**Required task:**
Transcribe the passage of the create_mats documentation that opens with the words "R/create_mats.R" and closes after the words "not at all.", reproducing each character precisely.

**Article:**
R/create_mats.R
In brainGraph: Graph Theory Analysis of Brain MRI Data

Documented in apply_thresholds create_mats dir2files

#' Create connection matrices for tractography or fMRI data
#'
#' \code{create_mats} creates arrays from connection matrices (e.g.,
#' \emph{fdt_network_matrix} from FSL or \emph{ROICorrelation.txt} from DPABI).
#' You may choose to normalize these matrices by the \emph{waytotal} or
#' \emph{region size} (tractography), or not at all.
#'
#' @section Connection matrix files:
#' The \code{A.files} argument is mandatory and may be specified in a few ways:
#' \enumerate{
#'   \item A character vector of the filenames (preferably with full path).
#'   \item A single character string specifying the \emph{directory} in which
#'     all connectivity matrices are located. This will load \emph{all} files in
#'     the directory.
#'   \item A \emph{named list} in which the names match the arguments to
#'     \code{\link{list.files}}. This will load \emph{all} files in \code{path}
#'     that match the \code{pattern} argument, if present, and will load
#'     \emph{all} files in child directories if \code{recursive=TRUE}. See
#'     examples below.
#' }
#' The same options apply to \code{div.files} as well.
#'
#' @section Thresholding methods:
#' The argument \code{threshold.by} has 5 options:
#' \enumerate{
#'   \item \code{consensus} Threshold based on the raw (normalized, if selected)

**Information shown:**
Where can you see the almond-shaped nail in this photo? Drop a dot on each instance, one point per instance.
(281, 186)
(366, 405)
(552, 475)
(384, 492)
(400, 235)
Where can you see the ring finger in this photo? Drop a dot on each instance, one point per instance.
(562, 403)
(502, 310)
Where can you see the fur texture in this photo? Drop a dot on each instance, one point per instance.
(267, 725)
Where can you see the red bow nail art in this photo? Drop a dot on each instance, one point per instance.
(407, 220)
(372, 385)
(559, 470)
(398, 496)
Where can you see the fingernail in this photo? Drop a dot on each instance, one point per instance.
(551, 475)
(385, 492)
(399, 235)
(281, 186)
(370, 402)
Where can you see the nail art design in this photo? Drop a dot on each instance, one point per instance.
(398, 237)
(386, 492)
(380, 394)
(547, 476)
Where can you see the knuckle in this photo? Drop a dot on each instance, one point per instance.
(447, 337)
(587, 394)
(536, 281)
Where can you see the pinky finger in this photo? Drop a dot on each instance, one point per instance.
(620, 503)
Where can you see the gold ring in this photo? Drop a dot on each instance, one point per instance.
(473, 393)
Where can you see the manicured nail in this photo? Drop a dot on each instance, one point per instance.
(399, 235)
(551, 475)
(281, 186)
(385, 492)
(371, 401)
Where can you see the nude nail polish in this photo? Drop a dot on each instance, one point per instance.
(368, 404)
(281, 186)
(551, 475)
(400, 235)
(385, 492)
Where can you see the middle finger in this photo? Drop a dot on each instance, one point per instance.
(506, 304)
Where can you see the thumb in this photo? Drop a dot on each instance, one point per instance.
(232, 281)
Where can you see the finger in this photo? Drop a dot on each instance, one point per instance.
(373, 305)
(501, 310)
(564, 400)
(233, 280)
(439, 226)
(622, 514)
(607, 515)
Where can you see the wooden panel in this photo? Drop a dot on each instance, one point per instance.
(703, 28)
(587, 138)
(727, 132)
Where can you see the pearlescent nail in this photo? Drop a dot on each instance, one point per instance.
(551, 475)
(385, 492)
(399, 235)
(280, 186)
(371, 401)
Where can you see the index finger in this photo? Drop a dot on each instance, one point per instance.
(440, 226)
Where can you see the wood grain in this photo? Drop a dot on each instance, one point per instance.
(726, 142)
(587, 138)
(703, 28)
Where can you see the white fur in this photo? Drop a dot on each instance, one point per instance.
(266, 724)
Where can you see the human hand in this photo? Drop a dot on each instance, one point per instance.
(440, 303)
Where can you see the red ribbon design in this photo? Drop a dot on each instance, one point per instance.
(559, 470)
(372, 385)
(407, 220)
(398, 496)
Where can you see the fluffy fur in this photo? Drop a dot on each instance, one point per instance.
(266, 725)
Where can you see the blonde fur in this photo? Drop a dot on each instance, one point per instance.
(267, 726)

**Response to this task:**
R/create_mats.R
In brainGraph: Graph Theory Analysis of Brain MRI Data

Documented in apply_thresholds create_mats dir2files

#' Create connection matrices for tractography or fMRI data
#'
#' \code{create_mats} creates arrays from connection matrices (e.g.,
#' \emph{fdt_network_matrix} from FSL or \emph{ROICorrelation.txt} from DPABI).
#' You may choose to normalize these matrices by the \emph{waytotal} or
#' \emph{region size} (tractography), or not at all.